### Provided material

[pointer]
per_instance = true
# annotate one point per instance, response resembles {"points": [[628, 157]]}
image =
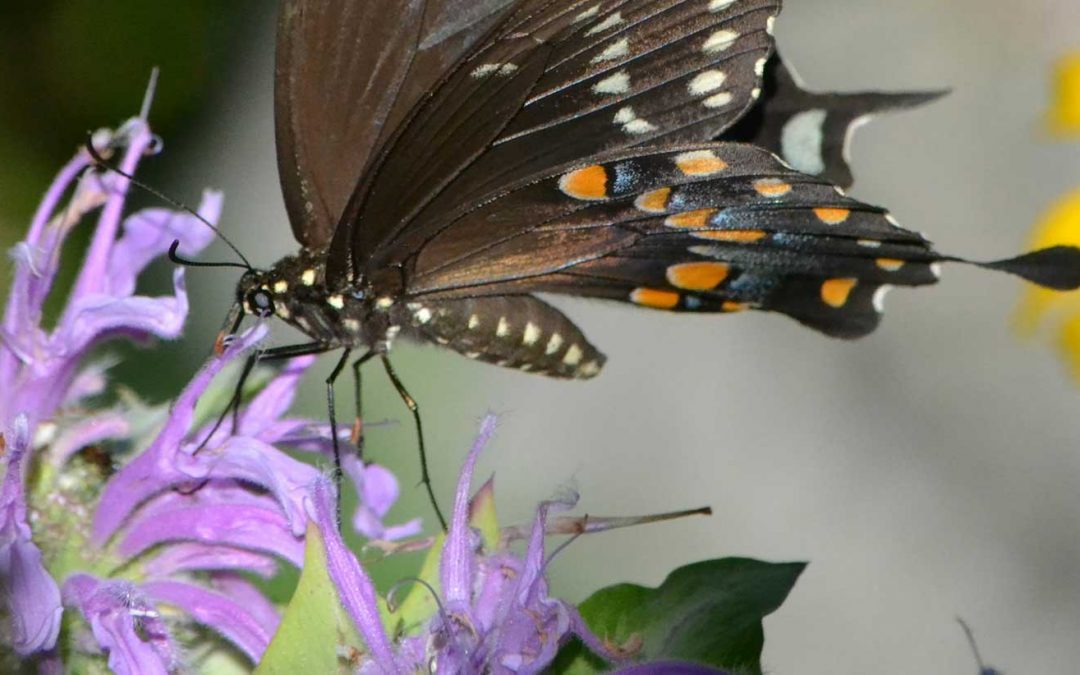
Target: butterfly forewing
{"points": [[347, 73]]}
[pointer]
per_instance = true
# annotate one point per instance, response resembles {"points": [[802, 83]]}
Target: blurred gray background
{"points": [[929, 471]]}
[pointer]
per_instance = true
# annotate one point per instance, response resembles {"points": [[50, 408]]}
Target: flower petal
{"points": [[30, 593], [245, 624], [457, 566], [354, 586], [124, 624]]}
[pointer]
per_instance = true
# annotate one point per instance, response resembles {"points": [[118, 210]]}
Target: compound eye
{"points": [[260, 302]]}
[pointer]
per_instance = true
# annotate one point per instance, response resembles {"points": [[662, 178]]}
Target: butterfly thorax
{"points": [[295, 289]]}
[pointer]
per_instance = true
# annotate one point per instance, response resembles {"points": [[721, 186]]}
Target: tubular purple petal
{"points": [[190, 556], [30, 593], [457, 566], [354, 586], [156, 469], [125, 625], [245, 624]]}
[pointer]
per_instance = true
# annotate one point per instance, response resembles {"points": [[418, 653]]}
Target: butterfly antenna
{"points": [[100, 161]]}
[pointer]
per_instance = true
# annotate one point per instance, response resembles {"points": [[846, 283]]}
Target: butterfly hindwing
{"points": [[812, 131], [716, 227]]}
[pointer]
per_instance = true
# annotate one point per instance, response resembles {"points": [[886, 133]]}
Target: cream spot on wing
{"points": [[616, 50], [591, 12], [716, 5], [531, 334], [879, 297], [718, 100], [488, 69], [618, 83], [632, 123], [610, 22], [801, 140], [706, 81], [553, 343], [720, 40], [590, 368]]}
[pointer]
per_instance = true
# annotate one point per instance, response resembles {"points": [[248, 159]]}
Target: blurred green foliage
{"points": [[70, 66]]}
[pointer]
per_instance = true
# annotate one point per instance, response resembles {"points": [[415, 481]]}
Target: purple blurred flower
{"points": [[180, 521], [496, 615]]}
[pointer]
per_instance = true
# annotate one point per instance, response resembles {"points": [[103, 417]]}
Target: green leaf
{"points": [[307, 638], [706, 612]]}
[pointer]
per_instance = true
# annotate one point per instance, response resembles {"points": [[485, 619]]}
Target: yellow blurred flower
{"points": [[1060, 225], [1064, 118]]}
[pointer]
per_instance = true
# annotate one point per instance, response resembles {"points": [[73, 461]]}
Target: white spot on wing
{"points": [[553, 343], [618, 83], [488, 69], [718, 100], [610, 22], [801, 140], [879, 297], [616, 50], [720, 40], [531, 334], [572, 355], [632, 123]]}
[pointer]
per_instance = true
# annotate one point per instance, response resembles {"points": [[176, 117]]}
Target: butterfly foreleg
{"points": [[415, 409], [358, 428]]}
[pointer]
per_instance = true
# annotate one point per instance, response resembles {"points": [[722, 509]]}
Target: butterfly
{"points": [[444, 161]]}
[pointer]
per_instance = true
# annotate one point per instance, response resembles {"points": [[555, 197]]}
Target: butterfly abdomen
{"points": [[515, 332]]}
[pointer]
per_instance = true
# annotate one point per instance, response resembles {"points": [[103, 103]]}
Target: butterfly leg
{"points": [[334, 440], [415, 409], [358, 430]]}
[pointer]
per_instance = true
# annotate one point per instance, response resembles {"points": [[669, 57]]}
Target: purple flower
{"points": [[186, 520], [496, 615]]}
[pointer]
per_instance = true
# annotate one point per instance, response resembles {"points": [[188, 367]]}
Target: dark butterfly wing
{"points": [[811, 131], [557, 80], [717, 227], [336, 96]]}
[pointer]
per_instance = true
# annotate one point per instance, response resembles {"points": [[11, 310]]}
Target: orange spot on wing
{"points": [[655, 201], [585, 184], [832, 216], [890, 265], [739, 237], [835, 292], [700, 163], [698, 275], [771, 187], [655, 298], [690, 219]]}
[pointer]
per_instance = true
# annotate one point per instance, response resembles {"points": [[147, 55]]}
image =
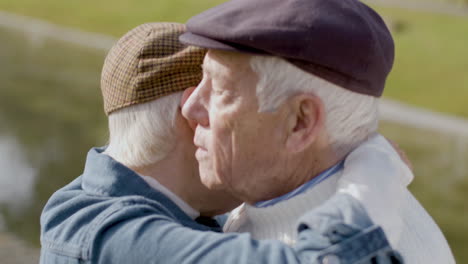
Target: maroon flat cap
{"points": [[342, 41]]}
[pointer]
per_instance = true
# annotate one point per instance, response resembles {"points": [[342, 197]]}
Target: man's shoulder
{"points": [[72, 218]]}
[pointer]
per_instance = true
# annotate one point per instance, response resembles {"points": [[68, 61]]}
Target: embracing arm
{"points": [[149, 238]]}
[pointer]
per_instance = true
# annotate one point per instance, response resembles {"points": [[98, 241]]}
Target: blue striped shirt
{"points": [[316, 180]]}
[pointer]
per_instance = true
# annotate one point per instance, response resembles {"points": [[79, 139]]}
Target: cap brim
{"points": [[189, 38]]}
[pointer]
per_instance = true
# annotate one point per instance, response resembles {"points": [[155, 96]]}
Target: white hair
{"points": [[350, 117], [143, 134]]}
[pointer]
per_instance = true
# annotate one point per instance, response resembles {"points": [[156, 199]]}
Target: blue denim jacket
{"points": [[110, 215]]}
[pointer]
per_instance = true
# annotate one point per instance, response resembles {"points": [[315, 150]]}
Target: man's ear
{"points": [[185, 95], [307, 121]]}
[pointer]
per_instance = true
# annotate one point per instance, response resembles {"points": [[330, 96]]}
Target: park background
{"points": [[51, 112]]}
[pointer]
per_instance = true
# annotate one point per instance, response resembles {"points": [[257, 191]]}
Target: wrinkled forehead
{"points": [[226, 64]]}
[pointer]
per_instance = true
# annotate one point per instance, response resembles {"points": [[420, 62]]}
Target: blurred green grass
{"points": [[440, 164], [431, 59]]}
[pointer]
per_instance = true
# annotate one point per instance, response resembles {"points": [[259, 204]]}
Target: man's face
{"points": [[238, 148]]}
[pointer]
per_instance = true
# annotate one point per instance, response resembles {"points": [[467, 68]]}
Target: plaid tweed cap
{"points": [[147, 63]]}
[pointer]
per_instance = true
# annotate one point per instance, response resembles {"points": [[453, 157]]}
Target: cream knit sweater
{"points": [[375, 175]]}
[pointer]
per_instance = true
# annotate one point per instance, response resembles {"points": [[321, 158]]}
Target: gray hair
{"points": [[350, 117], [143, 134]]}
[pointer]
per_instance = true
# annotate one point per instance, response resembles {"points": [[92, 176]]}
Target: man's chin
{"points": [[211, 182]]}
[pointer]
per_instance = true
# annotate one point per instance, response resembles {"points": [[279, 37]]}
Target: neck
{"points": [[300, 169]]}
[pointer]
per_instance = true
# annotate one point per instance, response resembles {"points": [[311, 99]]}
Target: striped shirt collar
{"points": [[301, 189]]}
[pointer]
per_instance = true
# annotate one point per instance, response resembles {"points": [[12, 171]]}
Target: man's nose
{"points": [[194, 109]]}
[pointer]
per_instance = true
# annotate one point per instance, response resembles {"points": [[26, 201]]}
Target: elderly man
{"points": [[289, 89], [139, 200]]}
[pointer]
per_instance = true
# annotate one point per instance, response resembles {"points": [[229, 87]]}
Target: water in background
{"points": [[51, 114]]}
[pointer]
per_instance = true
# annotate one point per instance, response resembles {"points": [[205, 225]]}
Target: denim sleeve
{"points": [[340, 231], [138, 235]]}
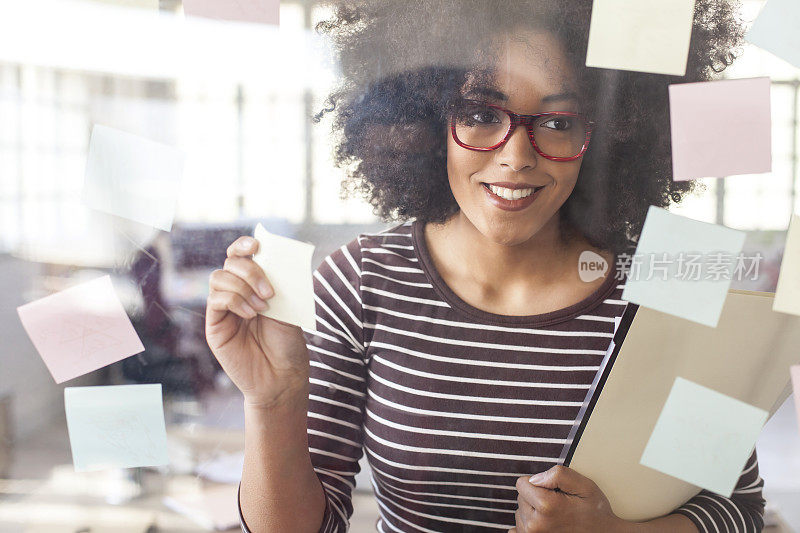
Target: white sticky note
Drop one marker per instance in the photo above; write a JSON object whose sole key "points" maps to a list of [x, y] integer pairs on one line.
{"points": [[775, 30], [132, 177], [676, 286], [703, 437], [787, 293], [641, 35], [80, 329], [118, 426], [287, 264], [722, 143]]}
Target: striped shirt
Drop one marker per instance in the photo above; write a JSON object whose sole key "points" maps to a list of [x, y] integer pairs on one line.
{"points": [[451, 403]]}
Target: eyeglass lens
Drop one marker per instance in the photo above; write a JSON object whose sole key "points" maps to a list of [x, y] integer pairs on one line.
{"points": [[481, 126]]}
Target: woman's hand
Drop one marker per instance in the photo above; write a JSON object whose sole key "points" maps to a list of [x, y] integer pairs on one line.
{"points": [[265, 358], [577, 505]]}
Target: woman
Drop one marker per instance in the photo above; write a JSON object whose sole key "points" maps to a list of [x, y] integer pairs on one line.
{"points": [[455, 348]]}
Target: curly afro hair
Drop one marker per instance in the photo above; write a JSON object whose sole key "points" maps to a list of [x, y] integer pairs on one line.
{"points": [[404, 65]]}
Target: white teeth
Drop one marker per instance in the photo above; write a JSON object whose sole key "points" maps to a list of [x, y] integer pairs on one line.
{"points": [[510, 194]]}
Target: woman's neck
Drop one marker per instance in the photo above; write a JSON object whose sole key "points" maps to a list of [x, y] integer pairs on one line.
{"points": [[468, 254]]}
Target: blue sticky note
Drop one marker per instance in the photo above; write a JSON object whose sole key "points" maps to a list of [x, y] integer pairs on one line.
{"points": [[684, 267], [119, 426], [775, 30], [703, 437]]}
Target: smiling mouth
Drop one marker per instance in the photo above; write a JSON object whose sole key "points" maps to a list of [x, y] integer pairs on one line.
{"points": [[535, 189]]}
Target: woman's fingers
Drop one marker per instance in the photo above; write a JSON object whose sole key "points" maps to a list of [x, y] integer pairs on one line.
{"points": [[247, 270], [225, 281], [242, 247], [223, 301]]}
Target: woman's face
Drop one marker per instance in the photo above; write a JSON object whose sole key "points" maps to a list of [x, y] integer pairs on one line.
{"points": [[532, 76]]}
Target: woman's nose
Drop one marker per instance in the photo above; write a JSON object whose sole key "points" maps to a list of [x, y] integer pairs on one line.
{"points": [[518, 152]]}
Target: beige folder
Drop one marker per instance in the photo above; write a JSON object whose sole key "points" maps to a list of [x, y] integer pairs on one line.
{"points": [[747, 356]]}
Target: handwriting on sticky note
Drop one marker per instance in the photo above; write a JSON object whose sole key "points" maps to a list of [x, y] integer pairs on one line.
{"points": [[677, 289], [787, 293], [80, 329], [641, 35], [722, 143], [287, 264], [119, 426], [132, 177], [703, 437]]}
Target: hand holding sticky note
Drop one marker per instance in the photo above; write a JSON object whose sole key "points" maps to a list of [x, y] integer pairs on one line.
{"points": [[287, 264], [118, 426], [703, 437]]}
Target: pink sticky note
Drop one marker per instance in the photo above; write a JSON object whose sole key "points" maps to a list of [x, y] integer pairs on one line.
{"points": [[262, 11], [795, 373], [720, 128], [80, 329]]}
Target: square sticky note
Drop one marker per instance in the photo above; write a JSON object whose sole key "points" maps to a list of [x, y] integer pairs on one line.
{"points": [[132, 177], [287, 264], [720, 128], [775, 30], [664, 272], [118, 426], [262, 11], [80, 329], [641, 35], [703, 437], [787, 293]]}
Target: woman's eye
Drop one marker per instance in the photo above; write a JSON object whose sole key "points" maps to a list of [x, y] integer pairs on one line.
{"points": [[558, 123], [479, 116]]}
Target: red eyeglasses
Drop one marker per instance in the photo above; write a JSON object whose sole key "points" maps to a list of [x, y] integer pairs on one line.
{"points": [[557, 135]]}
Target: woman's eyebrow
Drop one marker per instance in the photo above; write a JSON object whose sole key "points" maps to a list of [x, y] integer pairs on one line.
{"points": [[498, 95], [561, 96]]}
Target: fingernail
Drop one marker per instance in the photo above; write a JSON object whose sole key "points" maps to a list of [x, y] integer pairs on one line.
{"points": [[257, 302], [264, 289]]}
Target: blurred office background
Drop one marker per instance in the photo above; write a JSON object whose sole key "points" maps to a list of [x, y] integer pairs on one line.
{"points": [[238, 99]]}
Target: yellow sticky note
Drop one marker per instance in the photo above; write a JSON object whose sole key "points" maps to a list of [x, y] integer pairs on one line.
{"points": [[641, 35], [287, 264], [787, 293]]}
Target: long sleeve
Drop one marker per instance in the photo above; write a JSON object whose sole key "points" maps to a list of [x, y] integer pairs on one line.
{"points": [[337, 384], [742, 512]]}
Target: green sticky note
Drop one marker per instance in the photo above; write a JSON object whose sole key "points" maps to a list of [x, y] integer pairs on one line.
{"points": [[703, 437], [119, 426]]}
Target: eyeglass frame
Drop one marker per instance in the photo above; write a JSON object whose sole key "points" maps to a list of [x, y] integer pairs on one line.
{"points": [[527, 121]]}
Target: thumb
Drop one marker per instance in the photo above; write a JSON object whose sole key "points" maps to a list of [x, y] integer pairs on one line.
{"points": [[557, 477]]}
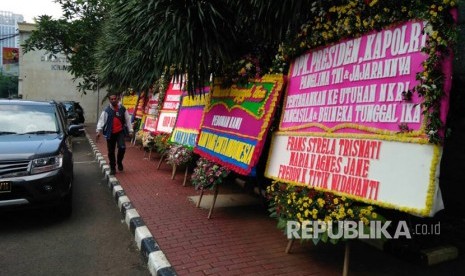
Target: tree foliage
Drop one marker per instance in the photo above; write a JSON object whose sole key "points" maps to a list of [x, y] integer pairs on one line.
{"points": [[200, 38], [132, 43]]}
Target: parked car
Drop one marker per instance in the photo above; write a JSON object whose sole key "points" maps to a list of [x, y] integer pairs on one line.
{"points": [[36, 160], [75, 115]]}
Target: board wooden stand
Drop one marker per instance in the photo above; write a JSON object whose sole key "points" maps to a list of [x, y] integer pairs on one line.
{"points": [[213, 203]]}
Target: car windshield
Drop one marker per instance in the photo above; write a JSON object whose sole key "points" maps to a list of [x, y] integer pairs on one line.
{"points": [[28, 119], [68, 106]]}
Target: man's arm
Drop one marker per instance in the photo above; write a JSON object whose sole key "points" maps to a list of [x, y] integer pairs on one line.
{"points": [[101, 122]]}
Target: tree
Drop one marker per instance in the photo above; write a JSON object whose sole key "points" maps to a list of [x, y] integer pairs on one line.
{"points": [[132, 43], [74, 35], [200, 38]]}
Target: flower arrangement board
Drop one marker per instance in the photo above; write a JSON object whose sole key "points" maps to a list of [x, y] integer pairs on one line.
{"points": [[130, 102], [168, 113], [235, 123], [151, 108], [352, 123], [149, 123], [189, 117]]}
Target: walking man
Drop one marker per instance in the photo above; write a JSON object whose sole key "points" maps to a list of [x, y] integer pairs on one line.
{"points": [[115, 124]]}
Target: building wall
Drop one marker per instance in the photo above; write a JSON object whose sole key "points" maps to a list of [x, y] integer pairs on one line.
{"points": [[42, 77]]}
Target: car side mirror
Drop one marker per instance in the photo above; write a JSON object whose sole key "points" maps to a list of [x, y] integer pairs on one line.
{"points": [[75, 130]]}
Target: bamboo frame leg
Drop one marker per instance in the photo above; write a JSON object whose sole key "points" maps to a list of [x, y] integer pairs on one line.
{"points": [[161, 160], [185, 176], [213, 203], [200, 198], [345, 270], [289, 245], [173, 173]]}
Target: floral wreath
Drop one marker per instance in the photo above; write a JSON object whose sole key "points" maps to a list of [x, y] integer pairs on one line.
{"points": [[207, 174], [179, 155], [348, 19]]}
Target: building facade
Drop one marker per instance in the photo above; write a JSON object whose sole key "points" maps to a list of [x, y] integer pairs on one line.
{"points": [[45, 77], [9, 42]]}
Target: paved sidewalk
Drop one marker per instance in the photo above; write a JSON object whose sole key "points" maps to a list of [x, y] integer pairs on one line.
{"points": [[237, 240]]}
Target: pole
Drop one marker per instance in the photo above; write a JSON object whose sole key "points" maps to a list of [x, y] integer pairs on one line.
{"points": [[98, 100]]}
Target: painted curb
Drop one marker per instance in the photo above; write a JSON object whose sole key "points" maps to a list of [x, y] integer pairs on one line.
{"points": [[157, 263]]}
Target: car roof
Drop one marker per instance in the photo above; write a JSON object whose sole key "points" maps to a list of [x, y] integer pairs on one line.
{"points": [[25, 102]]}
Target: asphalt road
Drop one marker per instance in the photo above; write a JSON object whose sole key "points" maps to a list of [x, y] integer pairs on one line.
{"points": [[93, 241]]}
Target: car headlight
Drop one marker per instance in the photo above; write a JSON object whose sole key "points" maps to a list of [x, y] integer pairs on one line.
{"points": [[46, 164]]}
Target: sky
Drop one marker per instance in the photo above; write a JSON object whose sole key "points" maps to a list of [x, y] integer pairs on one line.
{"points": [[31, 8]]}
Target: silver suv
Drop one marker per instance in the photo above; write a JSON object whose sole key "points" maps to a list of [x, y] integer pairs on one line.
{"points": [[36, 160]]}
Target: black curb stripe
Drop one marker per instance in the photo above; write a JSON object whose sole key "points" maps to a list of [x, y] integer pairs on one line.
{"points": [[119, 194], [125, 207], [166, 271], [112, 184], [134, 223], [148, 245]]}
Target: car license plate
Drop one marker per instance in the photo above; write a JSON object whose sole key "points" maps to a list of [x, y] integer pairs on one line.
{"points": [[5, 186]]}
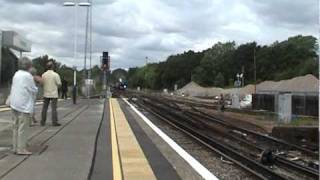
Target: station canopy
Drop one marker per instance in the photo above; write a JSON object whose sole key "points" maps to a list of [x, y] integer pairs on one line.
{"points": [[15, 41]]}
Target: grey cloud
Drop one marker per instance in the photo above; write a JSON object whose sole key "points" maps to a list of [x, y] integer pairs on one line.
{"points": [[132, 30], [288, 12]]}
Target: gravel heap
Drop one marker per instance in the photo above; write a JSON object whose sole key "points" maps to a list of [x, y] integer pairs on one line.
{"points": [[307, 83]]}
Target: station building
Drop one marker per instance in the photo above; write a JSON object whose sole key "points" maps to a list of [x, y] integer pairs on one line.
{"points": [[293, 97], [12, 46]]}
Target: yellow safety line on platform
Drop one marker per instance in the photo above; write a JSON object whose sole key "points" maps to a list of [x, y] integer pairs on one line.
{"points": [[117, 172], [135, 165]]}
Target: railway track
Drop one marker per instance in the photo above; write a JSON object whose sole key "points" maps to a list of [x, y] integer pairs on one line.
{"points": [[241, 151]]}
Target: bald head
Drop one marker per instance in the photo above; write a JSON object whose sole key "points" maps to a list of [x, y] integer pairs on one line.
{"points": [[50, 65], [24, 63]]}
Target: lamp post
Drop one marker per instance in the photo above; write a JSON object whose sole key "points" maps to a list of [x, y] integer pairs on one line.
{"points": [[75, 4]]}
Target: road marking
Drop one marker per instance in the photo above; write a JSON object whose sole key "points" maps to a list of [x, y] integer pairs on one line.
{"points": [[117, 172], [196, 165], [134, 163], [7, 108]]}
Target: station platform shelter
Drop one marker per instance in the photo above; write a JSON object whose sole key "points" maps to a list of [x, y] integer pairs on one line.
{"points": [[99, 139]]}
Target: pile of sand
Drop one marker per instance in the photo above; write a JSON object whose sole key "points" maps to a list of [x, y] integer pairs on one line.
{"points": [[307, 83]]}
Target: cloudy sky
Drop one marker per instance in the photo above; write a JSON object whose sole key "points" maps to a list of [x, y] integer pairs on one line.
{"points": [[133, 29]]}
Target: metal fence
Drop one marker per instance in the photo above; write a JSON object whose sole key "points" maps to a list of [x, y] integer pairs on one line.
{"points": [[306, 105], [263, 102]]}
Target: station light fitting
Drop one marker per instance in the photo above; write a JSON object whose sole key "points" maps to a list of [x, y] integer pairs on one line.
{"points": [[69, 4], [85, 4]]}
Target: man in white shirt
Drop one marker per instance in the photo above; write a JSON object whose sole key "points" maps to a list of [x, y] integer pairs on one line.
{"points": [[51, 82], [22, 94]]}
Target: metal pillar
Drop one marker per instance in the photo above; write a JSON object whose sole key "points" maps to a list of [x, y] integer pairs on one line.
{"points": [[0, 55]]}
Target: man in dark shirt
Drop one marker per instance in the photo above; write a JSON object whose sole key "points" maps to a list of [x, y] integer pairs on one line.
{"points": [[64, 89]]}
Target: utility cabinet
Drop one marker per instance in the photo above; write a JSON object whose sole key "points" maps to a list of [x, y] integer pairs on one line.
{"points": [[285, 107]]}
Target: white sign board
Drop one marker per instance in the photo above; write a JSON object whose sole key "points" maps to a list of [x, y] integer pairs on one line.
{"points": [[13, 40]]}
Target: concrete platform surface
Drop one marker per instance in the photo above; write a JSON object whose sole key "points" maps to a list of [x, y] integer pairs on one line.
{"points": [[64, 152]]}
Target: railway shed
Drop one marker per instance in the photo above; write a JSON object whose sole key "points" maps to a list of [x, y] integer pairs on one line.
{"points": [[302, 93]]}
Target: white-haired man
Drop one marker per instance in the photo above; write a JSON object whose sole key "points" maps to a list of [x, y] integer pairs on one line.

### Instructions to follow
In the data above, how many lines contain the word "board"? Only the number is wanted.

### Your response
3